*Tareas y ejercicios*
a. Reproduce textualmente el fragmento del texto sobre el amor de Dios que va desde "Y con esta afirmación" hasta "en sus miembros.", ambos incluidos.
b. Según el texto sobre el amor de Dios, ¿por qué el hijo que perdió el matrimonio era el más amado de todos?

*Texto proporcionado*
En ese versículo se explícita como ama Dios a los israelitas: Los ama como a sus hijos primogénitos.

Y con esta afirmación surgen preguntas, muy humanas: ¿Ama Dios a todos los israelitas por igual?, ¿Cómo ama Dios a los otros pueblos?. Quedan estas preguntas para luego respondernos.

Cuentan que un matrimonio bendecido por Dios con varios hijos, vivían como todas las familias normales, en las que se superpone el amor a los rasgos de egoísmo que pudiera surgir en sus miembros.

Vivían amándose y protegiéndose unos a otros, los padres a los hijos, los hermanos mayores a los menores. Como en todas las familias, los padres tenían las desavenencias surgidas unas veces a causa del desbalance de los recursos y las necesidades, otras veces por otras causas; los hijos con los conflictos propios del entorno de los niños. Los padres cultivando la lealtad matrimonial y venciendo todas las tentaciones propias del mundo. En fin, vivían con el amor natural que surge del alma de Dios en cada uno; y con la fuerza y la voluntad que surge del amor. Pero un día, del que ya estaba escrito, perdieron a uno de sus hijos, el más amado de todos porque era el más indefenso. Y todos lloraron, pero la pena y el llanto de los padres era inconsolable. Los padres lloraron como si hubieran perdido a su único hijo. En la familia quedó un vacío que parecía que nunca se llenaría; pero el amor de sus miembros, y el amor a la vida cultivada en la familia desde siempre, de alguna manera cicatrizó su pena, aunque quedaría marcada para siempre. Y con esto los padres vieron que el amor por sus hijos, era como si cada uno fuera el único hijo.

También cuentan que en una de esas conversaciones trascendentes, le dijo un ángel a la hija muy amada de Dios: “La tolerancia es un insulto al amor perfecto e infinito de Dios”. En esta enseñanza de gran sabiduría hay dos aspectos profundos: Uno es que entre los hombres no debemos tolerarnos, sino amarnos; y el otro aspecto es que nos muestra la verdadera naturaleza del amor de Dios. El amor de Dios es perfecto porque nos ama a cada uno de sus hijos, como si cada uno fuera su hijo único; y el amor de Dios es infinito porque no tiene límites ni en la amplitud o profundidad de su amor.

*Información mostrada*
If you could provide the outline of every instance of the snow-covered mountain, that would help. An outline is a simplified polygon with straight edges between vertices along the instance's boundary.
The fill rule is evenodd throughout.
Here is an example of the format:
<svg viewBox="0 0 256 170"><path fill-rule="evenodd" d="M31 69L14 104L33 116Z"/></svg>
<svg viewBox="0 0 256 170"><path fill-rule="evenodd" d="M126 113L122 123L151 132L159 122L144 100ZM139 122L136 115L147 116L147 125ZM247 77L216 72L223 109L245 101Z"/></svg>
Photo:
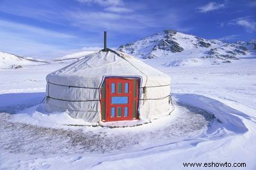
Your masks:
<svg viewBox="0 0 256 170"><path fill-rule="evenodd" d="M255 50L255 40L229 43L164 30L121 45L118 50L141 59L157 59L164 66L177 66L228 63L250 54L250 50Z"/></svg>
<svg viewBox="0 0 256 170"><path fill-rule="evenodd" d="M44 60L36 60L32 57L24 57L0 52L0 68L20 68L23 66L45 64Z"/></svg>
<svg viewBox="0 0 256 170"><path fill-rule="evenodd" d="M79 59L81 57L84 57L86 55L95 52L95 51L83 51L79 52L74 53L68 54L61 57L60 58L57 58L54 60L54 61L63 61L67 60L73 60Z"/></svg>

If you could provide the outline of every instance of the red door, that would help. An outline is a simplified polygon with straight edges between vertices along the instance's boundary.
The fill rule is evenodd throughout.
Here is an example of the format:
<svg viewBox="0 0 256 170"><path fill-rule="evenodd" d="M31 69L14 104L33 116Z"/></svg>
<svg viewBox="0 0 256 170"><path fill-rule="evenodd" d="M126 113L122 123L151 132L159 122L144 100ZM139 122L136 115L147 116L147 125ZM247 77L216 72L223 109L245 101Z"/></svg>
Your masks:
<svg viewBox="0 0 256 170"><path fill-rule="evenodd" d="M102 99L102 121L138 119L138 80L108 78L105 80L105 99ZM104 88L104 87L103 87ZM102 96L104 94L102 94ZM102 104L102 103L104 104ZM104 106L105 105L105 106ZM102 107L105 107L102 110Z"/></svg>

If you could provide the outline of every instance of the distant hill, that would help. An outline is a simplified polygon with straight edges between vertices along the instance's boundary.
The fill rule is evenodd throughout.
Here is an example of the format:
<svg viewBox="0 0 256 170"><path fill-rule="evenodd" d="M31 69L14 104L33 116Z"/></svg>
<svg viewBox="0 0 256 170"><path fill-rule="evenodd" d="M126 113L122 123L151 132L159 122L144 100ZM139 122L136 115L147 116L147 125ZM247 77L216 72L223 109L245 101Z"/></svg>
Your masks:
<svg viewBox="0 0 256 170"><path fill-rule="evenodd" d="M84 51L84 52L77 52L74 53L71 53L71 54L68 54L66 55L64 55L63 57L61 57L60 58L57 58L54 59L54 61L63 61L63 60L74 60L74 59L79 59L79 58L81 58L83 57L84 57L88 54L91 54L92 53L95 52L95 51Z"/></svg>
<svg viewBox="0 0 256 170"><path fill-rule="evenodd" d="M47 62L36 60L32 57L24 57L14 54L0 52L0 68L20 68L24 66L40 65Z"/></svg>
<svg viewBox="0 0 256 170"><path fill-rule="evenodd" d="M249 55L256 49L255 41L229 43L165 30L121 45L118 50L141 59L157 59L166 66L219 64Z"/></svg>

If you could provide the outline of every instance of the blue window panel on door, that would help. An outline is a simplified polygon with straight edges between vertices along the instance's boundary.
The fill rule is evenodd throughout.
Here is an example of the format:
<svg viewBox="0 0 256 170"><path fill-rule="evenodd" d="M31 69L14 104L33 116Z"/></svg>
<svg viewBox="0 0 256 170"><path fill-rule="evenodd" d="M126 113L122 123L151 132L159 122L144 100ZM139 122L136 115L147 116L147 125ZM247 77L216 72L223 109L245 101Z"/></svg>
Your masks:
<svg viewBox="0 0 256 170"><path fill-rule="evenodd" d="M111 83L111 93L115 93L115 83Z"/></svg>
<svg viewBox="0 0 256 170"><path fill-rule="evenodd" d="M124 108L124 117L128 117L128 107Z"/></svg>
<svg viewBox="0 0 256 170"><path fill-rule="evenodd" d="M115 108L111 108L111 117L115 117Z"/></svg>
<svg viewBox="0 0 256 170"><path fill-rule="evenodd" d="M128 92L129 92L129 84L128 84L128 83L125 83L125 84L124 84L124 92L125 93L128 93Z"/></svg>
<svg viewBox="0 0 256 170"><path fill-rule="evenodd" d="M111 97L111 104L127 104L128 97Z"/></svg>

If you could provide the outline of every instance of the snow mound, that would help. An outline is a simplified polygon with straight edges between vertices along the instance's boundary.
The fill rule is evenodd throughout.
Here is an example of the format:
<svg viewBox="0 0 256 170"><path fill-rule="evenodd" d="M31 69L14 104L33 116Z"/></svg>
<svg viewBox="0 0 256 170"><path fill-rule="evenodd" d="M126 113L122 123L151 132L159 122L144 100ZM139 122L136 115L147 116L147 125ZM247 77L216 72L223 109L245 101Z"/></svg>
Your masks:
<svg viewBox="0 0 256 170"><path fill-rule="evenodd" d="M23 66L41 65L47 62L34 59L32 57L24 57L14 54L0 52L0 68L18 69Z"/></svg>

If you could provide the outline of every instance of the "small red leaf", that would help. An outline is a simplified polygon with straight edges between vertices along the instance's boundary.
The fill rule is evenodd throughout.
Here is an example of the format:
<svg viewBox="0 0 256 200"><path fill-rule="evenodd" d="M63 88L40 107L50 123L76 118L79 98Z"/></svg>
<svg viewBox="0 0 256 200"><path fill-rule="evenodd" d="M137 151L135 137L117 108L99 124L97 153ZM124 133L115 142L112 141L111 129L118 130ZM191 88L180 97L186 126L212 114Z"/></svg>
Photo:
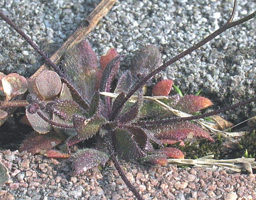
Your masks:
<svg viewBox="0 0 256 200"><path fill-rule="evenodd" d="M6 100L24 94L28 89L28 82L26 79L18 74L13 73L2 79L2 84L6 96Z"/></svg>
<svg viewBox="0 0 256 200"><path fill-rule="evenodd" d="M154 96L167 96L171 92L173 82L172 80L162 80L157 83L152 89L152 95Z"/></svg>
<svg viewBox="0 0 256 200"><path fill-rule="evenodd" d="M192 135L214 141L208 132L195 124L187 122L172 123L168 125L161 125L152 127L152 130L154 130L155 136L160 139L171 139L179 141Z"/></svg>
<svg viewBox="0 0 256 200"><path fill-rule="evenodd" d="M2 119L7 117L8 113L0 109L0 119Z"/></svg>
<svg viewBox="0 0 256 200"><path fill-rule="evenodd" d="M100 59L100 68L102 70L106 68L111 61L118 55L116 50L114 48L111 48L108 50L106 54L102 56ZM119 65L120 61L119 61L117 64Z"/></svg>
<svg viewBox="0 0 256 200"><path fill-rule="evenodd" d="M62 139L54 131L47 134L33 132L28 135L20 147L20 152L26 150L32 154L40 153L42 150L50 150L61 143Z"/></svg>
<svg viewBox="0 0 256 200"><path fill-rule="evenodd" d="M167 147L155 150L154 152L157 154L165 155L168 158L184 159L184 154L182 152L175 148Z"/></svg>
<svg viewBox="0 0 256 200"><path fill-rule="evenodd" d="M187 113L193 113L212 105L209 99L203 96L191 95L186 95L180 99L175 107Z"/></svg>
<svg viewBox="0 0 256 200"><path fill-rule="evenodd" d="M50 99L60 91L62 84L58 74L52 71L45 70L36 78L36 84L40 94L45 99Z"/></svg>

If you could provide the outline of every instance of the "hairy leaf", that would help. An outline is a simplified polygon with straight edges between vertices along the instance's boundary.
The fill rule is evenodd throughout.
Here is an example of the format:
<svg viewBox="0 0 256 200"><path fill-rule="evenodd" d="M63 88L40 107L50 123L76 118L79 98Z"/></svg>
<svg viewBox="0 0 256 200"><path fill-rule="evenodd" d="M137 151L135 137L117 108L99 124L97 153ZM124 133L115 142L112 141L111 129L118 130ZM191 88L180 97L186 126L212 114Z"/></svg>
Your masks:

*Soluciones*
a.
Y con esta afirmación surgen preguntas, muy humanas: ¿Ama Dios a todos los israelitas por igual?, ¿Cómo ama Dios a los otros pueblos?. Quedan estas preguntas para luego respondernos.

Cuentan que un matrimonio bendecido por Dios con varios hijos, vivían como todas las familias normales, en las que se superpone el amor a los rasgos de egoísmo que pudiera surgir en sus miembros.

b. Porque era el más indefenso.